WHAT THE EXERCISE ASKS: Restate all entries exactly. Skip the images.

DATASET RECORDS:
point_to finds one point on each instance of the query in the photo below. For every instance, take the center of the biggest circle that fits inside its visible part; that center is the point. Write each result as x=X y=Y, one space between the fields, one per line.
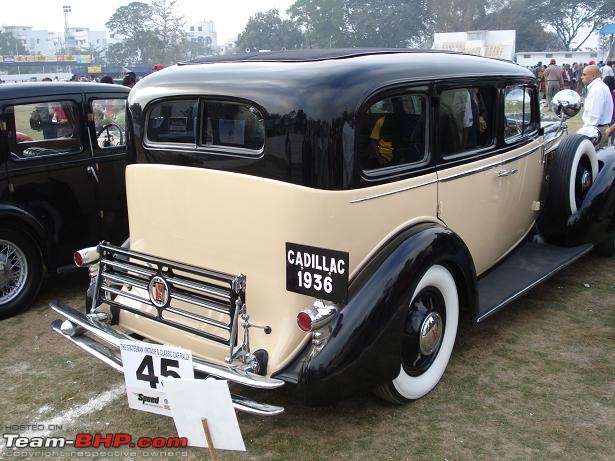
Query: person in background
x=598 y=109
x=129 y=79
x=566 y=77
x=553 y=81
x=541 y=83
x=610 y=82
x=574 y=70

REPLY:
point_to finds one point on each instance of the query in the photo below. For every instance, take the center of the biggest circle that fits inside its visible part; that center is the point. Write each result as x=X y=Y, one space between the fields, one per line.
Query: person in background
x=598 y=109
x=129 y=79
x=566 y=77
x=553 y=81
x=541 y=83
x=610 y=82
x=574 y=70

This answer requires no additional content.